- Given problem 1
According to the reading text on intimacy in marriage, what concept does the writer like?
- Given problem 2
Reproduce the stretch of the records from the line containing "of the decorative" through the end of the records, substituting "central" for "innermost" and leaving all else unchanged.

- Reading text
════════

♥ ♥ ♥ 20 days to Valentine’s Day! ♥ ♥ ♥
I want you to imagine two hands (if you want to, hold up your own hands). One hand is your husband and the other hand is you.
The fingers represent the different kinds of intimacy that you both need (physical, relational, spiritual, etc.). Each finger emits a noise. As the intimacy needs grow, the fingers get noisier and some fingers get noisier faster than others. The noise from one finger can drown out the noise of the other fingers.
It’s pretty easy to see that there will be a conflict of needs here. One of you may be so hungry for physical intimacy that you can’t even hear your other needs or understand (or have patience with) your spouse’s differing hungers. And the spouse with a emotional or spiritual need will be hurting in much the same way.
So what to do?
I like the concept of stewardship.
You are each responsible to take care of the other’s intimacy needs (in a healthy way). That’s a broader picture than we are normally made aware of. We usually hear things like, “have more sex” or “have a date night.” Those might be reasonable choices in dealing with intimacy needs, but the hunger is for closeness, connection … to be known. You need all forms of intimacy to make that happen.
As a steward you need to know your spouse well enough to take care of the noisy fingers to the degree that they feel satisfied and can begin to “hear” and enjoy the other kinds of intimacy. It’s a package deal even though your spouse at first may only be aware of his noisiest needs.
Don’t get locked into the usual answers. Pray and brainstorm. Someone who is hungry for physical intimacy will want and need sex, but they may also enjoy a little pillow talk or a “thank you God for the great sex” prayer. Relational intimacy means spending time together, but that can look like exchanging massages, serving together in youth ministry or just sharing a dessert.

════════

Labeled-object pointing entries

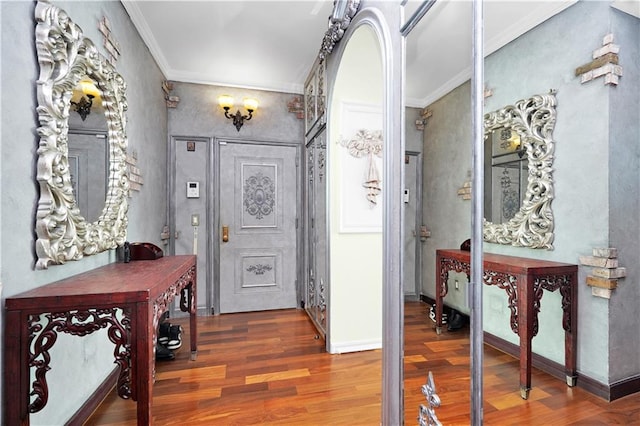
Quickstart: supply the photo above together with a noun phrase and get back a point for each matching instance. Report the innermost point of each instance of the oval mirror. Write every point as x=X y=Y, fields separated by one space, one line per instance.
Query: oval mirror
x=66 y=59
x=518 y=173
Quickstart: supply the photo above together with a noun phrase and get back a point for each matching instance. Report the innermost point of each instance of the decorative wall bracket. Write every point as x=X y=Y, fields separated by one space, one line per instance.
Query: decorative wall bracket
x=343 y=12
x=367 y=143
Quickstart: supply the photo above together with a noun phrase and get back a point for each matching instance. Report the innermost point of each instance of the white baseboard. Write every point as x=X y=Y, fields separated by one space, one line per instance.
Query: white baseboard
x=357 y=346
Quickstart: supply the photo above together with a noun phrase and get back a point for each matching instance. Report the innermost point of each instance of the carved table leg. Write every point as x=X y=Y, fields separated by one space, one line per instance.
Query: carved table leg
x=193 y=310
x=143 y=359
x=525 y=331
x=16 y=374
x=570 y=324
x=441 y=291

════════

- Complete response 1
Stewardship.

- Complete response 2
Quickstart: supply the photo above together with a noun phrase and get back a point for each matching instance. Report the central point of each instance of the decorative wall bracket. Write every point as x=X y=Y, fields separated by one space, one line per instance.
Query: decorative wall bracket
x=343 y=12
x=367 y=143
Quickstart: supply the photo above together with a noun phrase and get back a point for each matching instance. Report the central point of each instance of the white baseboard. Write every point as x=X y=Y, fields separated by one space, one line per instance.
Query: white baseboard
x=357 y=346
Quickstart: supply the photo above together with a noun phrase and get back a point for each matching instance. Report the central point of each instance of the carved table leg. Write every point as x=X y=Y, fields separated by one space, one line per instance.
Query: carved table leg
x=193 y=310
x=143 y=359
x=525 y=331
x=16 y=374
x=570 y=324
x=441 y=291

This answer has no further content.